## PROBLEM STATEMENT:
Filter the data for lines with the word "curled", then copy every line so identified.

********

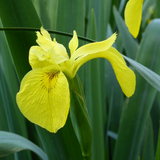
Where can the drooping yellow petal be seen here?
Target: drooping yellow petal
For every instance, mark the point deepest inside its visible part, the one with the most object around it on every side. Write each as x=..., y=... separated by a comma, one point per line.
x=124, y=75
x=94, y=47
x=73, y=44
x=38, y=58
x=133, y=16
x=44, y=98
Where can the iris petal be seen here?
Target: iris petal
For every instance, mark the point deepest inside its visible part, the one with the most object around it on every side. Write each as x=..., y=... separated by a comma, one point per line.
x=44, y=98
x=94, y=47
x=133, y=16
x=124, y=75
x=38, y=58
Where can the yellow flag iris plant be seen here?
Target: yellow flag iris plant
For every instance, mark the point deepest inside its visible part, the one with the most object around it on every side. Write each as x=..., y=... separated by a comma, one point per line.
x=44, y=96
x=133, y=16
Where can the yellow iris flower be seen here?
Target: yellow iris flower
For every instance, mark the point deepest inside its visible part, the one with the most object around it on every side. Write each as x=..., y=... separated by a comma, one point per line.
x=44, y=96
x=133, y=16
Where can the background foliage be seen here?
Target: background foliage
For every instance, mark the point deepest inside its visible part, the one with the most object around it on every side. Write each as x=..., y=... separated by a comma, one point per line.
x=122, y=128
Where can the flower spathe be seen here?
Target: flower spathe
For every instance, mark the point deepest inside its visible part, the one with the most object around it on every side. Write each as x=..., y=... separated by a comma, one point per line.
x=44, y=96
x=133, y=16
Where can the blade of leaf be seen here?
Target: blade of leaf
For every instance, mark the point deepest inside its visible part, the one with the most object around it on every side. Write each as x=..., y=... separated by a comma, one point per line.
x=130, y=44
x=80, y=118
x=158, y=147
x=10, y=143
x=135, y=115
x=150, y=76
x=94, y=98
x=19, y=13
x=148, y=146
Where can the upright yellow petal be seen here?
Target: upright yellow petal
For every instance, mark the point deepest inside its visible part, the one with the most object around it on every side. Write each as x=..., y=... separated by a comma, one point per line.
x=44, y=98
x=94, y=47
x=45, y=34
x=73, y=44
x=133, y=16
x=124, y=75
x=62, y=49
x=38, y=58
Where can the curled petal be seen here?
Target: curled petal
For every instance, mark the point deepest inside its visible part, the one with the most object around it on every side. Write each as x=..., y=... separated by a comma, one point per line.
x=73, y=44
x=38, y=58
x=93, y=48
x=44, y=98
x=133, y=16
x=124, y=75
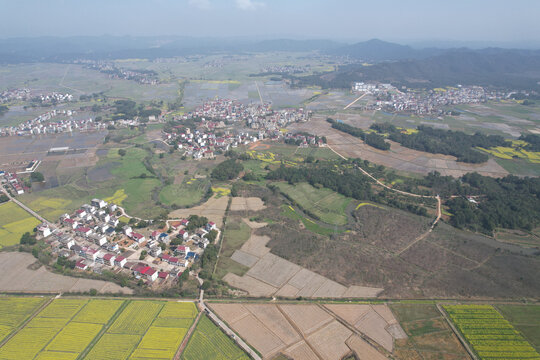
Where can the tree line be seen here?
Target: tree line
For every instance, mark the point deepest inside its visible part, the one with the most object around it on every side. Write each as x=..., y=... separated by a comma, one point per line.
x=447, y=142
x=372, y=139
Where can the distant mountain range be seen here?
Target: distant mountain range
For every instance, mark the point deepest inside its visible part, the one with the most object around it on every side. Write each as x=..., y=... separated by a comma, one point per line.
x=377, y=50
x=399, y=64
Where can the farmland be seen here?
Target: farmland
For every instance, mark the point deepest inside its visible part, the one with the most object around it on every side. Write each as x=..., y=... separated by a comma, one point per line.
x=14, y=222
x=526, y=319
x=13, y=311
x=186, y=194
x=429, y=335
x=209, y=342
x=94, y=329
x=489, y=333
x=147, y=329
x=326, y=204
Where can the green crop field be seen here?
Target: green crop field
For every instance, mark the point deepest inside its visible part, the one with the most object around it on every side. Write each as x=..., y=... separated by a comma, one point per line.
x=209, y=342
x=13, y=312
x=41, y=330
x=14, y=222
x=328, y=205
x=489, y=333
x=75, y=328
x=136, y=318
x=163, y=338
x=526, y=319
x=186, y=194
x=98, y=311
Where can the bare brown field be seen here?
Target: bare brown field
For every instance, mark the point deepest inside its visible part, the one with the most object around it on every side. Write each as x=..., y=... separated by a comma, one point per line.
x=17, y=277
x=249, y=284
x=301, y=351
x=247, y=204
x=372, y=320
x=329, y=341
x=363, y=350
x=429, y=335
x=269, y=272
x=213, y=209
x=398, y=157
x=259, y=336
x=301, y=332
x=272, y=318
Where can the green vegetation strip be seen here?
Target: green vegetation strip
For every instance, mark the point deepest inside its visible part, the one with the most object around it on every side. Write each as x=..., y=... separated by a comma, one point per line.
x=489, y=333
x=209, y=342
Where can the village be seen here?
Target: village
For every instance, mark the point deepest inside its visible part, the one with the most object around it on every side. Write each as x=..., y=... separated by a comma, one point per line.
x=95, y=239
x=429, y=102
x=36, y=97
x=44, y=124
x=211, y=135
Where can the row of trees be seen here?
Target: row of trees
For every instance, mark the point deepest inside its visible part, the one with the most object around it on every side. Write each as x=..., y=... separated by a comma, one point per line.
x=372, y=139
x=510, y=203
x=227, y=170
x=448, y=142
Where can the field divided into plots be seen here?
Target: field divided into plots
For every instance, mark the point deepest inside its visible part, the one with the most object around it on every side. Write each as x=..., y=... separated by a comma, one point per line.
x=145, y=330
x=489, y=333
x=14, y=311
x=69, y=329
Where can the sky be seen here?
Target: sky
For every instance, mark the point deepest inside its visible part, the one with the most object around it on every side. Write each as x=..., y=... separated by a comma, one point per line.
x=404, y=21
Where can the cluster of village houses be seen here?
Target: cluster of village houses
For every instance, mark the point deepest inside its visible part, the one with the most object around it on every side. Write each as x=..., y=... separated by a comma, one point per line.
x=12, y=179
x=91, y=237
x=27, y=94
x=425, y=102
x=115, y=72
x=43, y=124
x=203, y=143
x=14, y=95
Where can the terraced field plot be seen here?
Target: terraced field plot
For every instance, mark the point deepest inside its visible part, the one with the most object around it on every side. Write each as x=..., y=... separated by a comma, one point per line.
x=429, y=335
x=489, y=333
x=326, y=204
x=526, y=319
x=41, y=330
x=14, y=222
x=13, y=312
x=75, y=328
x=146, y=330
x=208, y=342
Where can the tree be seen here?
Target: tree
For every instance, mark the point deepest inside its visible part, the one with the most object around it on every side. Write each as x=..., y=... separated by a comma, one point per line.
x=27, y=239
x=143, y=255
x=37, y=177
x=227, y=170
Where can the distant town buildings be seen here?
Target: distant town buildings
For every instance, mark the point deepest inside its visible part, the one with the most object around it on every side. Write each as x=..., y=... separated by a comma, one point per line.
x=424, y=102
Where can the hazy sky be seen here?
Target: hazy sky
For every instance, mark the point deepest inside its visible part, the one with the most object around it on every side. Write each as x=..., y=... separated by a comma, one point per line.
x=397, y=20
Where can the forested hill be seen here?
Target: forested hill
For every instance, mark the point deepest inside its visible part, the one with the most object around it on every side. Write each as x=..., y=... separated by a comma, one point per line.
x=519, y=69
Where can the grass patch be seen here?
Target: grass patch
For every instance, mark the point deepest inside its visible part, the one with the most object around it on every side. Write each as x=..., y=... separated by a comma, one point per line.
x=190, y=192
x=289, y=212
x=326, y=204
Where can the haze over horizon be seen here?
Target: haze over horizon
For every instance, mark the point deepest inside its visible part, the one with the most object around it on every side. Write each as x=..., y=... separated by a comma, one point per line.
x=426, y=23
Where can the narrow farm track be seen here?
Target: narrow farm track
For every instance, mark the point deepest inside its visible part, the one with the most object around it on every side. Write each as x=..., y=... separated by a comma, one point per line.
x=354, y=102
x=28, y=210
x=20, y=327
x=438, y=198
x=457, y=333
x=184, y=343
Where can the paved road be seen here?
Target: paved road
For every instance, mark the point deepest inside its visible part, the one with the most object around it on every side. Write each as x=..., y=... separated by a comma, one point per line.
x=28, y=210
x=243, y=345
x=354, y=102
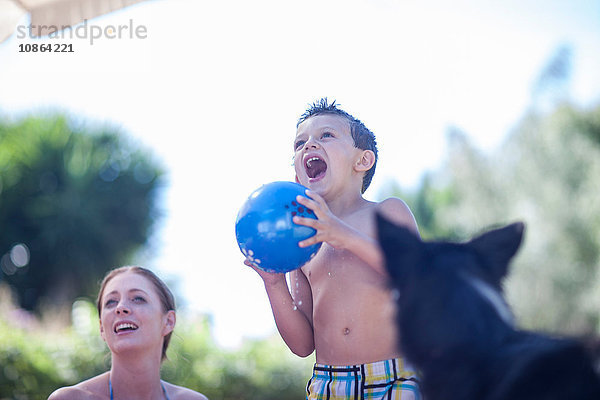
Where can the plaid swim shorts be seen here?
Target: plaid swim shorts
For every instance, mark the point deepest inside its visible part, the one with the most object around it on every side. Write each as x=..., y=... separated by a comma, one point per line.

********

## YOUR SOLUTION:
Where can the curled petal be seen here?
Target: curled petal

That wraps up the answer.